KETENTUAN TUGAS:
- A) Tentukan apakah tiap pernyataan berikut sesuai dengan kolom tentang ijazah Jokowi. Jawab ya atau tidak, lalu kutip kata-kata kolom yang menjadi dasarnya.
(i) Kolom ini menyebut ada tiga "framing" yang meliputi skandal ijazah Jokowi.
(ii) Menurut kolom ini, drama polemik ijazah Jokowi dipastikan berakhir bahagia bagi Jokowi.
(iii) Kolom ini menyatakan bahwa asli atau palsu ijazah Jokowi tidak serta-merta melepaskan Jokowi dari tuntutan kejahatan lainnya.
- B) Salin kata demi kata sebagian kolom tentang ijazah Jokowi. Mulailah pada kata-kata yang memuat "Berikut kemungkinan besar", dan berhentilah setelah "fitnah dan kriminaslsasi.".
- C) Teruskan kolom tentang ijazah Jokowi mulai dari titik terakhir yang ditampilkan.

TEKS YANG DITAMPILKAN:

◇ ◇ ◇ ◇

Ijazah Simalakama dan Stigma Pembohong

- Jumat, 23 Mei 2025 | 21:05 WIB
Ijazah Simalakama dan Stigma Pembohong


'Ijazah Simalakama dan Stigma Pembohong'


Oleh: Yusuf Blegur

Kolumnis


Asli atau palsu ijazah Jokowi, tidak serta-merta membuat Jokowi bisa terlepas dari pelbagai tuntutan kejahatan lainnya.


Drama polemik ijazah Jokowi asli atau palsu, dipastikan akan berakhir dengan tidak “happy ending” bahkan tragis bagi Jokowi, keluarga dan kroni serta para buzzer yang selama ini membela dan mendukungnya.


Pasalnya, apapun hasilnya murni ataupun direkayasa status ijazahnya, tidak akan mengubah imej Jokowi yang sebelumnya, pembohong dengan janji-janji kampanye plipres dan dalam kebijakannya sebagai presiden.


Premis ini menjadi realistis jika mencermati perilaku kekuasaan Jokowi saat masih menjadi presiden yang dalam pengambilan kebijakan pemerintahannya sarat penyimpangan konstitusi dan demokrasi.


Ada dua ‘framing’ yang meliputi skandal ijazah Jokowi jika terbukti asli ataupun palsu.


Berikut kemungkinan besar yang akan menyudahi perang opini dan ketetapan hukum yang akan berlaku terhadap biasnya keabsahan ijazah Jokowi, yakni:


1. Jika Ijazah Jokowi bisa dibuktikan asli dengan cara bagaimanapun dan seperti apapun prosesnya. 


Maka Jokowi nyata-nyata telah melakukan pembiaran dan kesengajaan terhadap terjadinya kegaduhan, keributan dan konflik sosial dalam menutupi fakta soal ijazahnya yang berimplikasi adanya penyebaran berita bohong, fitnah dan kriminaslsasi.


Terlalu lama dan besar ongkos sosial dan politik yang dikeluarkan akibat skandal ijazah yang dimainkan Jokowi dan kroninya.

◇ ◇ ◇ ◇

DATA TERSIMPAN:

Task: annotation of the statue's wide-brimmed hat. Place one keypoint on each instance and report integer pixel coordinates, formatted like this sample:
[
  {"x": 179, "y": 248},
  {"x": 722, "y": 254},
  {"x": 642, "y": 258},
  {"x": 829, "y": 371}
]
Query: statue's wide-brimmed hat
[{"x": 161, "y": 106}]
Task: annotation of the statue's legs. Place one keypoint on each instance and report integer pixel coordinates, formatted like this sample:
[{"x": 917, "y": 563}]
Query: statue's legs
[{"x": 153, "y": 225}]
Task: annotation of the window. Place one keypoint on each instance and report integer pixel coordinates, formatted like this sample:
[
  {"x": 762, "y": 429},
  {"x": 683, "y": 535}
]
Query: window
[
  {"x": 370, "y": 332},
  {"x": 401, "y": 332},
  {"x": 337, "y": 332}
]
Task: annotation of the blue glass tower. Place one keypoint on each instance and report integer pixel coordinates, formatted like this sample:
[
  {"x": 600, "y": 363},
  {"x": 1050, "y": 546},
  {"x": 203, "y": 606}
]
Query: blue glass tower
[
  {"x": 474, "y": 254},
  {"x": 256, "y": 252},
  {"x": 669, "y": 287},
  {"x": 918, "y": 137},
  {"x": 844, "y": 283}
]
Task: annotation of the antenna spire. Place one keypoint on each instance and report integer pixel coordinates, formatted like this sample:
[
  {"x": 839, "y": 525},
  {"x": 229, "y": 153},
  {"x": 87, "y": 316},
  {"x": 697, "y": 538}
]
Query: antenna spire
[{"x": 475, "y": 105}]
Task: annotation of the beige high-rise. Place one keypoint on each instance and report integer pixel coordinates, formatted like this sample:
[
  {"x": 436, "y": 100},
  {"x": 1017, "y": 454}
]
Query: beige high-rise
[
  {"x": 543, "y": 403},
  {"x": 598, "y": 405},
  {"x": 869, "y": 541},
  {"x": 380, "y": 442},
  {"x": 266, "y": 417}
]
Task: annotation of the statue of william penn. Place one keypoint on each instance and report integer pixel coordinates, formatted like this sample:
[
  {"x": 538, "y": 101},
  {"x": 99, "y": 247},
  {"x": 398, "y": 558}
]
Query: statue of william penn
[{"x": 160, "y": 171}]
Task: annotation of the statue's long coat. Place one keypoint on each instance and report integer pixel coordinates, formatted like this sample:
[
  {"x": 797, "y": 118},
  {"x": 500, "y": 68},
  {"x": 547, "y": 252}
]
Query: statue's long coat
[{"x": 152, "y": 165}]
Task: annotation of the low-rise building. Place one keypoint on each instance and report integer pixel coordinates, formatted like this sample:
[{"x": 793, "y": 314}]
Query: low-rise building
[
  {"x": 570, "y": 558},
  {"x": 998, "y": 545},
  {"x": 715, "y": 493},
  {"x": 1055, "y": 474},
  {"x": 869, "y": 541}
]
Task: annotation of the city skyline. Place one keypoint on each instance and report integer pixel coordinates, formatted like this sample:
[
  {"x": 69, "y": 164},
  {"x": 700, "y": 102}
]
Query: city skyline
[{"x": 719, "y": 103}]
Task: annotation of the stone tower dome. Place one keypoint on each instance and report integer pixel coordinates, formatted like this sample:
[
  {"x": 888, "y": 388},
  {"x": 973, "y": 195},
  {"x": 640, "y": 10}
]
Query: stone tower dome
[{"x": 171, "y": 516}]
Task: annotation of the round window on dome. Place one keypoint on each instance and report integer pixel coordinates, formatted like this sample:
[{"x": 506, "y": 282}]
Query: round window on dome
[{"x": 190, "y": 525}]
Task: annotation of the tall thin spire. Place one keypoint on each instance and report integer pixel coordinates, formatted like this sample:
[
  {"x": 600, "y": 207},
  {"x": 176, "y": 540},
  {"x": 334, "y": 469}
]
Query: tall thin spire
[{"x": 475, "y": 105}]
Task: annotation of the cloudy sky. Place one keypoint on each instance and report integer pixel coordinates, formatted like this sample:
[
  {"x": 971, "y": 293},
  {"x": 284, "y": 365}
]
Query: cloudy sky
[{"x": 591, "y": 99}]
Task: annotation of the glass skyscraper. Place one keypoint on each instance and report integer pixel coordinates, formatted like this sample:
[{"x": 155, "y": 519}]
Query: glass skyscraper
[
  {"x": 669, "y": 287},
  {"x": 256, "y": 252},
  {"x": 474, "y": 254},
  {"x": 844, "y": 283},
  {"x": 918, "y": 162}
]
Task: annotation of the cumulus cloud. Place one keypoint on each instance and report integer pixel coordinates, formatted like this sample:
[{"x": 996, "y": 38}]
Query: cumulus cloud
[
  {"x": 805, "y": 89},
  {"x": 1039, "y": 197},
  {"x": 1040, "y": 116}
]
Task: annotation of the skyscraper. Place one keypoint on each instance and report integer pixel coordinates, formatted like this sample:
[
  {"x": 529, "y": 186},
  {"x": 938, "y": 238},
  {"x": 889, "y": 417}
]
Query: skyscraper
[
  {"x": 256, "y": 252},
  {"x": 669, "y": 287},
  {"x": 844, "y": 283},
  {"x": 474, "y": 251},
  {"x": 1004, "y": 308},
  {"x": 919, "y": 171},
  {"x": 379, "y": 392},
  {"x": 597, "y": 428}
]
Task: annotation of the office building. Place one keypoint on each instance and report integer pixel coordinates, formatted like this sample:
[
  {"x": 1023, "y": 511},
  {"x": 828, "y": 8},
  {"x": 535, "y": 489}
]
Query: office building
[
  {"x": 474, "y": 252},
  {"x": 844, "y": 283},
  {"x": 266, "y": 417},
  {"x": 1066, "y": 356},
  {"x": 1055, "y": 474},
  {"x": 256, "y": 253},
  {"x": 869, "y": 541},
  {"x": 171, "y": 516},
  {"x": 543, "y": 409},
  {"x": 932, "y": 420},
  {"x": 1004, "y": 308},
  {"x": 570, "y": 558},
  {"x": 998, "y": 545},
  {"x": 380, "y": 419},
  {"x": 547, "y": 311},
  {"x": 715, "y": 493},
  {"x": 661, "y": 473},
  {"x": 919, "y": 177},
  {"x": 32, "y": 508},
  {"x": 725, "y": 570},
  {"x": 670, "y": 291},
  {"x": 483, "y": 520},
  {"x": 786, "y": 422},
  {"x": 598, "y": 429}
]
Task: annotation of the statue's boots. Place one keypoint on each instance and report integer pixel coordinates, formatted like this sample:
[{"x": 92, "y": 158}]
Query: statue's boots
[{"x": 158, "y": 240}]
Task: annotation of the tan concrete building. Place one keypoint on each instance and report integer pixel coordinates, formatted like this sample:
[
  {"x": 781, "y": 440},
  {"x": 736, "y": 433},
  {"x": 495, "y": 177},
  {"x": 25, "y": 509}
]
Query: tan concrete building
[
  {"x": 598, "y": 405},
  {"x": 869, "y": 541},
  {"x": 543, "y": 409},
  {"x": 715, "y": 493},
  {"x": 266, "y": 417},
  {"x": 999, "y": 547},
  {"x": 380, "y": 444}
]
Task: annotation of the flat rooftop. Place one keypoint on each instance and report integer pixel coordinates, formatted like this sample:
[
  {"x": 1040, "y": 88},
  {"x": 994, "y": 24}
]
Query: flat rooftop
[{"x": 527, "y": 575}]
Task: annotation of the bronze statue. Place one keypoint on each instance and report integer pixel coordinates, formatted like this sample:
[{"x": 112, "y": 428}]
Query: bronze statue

◇ ◇ ◇ ◇

HASIL LATIHAN:
- A)
(i) Tidak: "Ada dua ‘framing’ yang meliputi skandal ijazah Jokowi jika terbukti asli ataupun palsu."
(ii) Tidak: "dipastikan akan berakhir dengan tidak “happy ending” bahkan tragis bagi Jokowi"
(iii) Ya: "Asli atau palsu ijazah Jokowi, tidak serta-merta membuat Jokowi bisa terlepas dari pelbagai tuntutan kejahatan lainnya."

- B)
Berikut kemungkinan besar yang akan menyudahi perang opini dan ketetapan hukum yang akan berlaku terhadap biasnya keabsahan ijazah Jokowi, yakni:


1. Jika Ijazah Jokowi bisa dibuktikan asli dengan cara bagaimanapun dan seperti apapun prosesnya. 


Maka Jokowi nyata-nyata telah melakukan pembiaran dan kesengajaan terhadap terjadinya kegaduhan, keributan dan konflik sosial dalam menutupi fakta soal ijazahnya yang berimplikasi adanya penyebaran berita bohong, fitnah dan kriminaslsasi.

- C)
Bangsa ini terlalu banyak mengeluarkan energi, pemerintah dan rakyat juga terabaikan fokusnya dari hal-hal lain yang semestinya harus bekerja untuk memenuhi kebutuhan yang menjadi skala prioritas dan mendesak.


Jokowi tdalam hal kontroversi ijazah dan dampaknya telah membuang-buang waktu dan merugikan stabilitas ekonomi dan politik nasional, entah karena demi kepentingan pengalihan isu atau tujuan-tujuan politik tertentu, dlsb.


Deskrispi diatas memalumatkan kekayakan Jokowi menerima konsekuensi hukum sosial dan hukum positif negara.


2. Apalagi jika ijazahnya terbukti palsu, maka bisa dipastikan Jokowi beserta keluarga dan kroni serta kekuatan besar yang mendukungnya seperti olgarki dan ternak-ternak buzzernya.


Selanjutnya, harus segera diadili dan mendapatkan hukuman yang setimpal dan seadil-adilnya berdasarkan tinjauan hubungan kausalitas dengan latar, proses dan hasil kepemimpinannya sebagai kepala negara dan kepala pemerintahan, yang bisa dikatakan kepemimpinannya merupakan hasil dari mencuri dan merampok legalitas dan legitimasi rakyat melalui mekanisme formal dan kostitusional pilpres karena ijazah palsunya.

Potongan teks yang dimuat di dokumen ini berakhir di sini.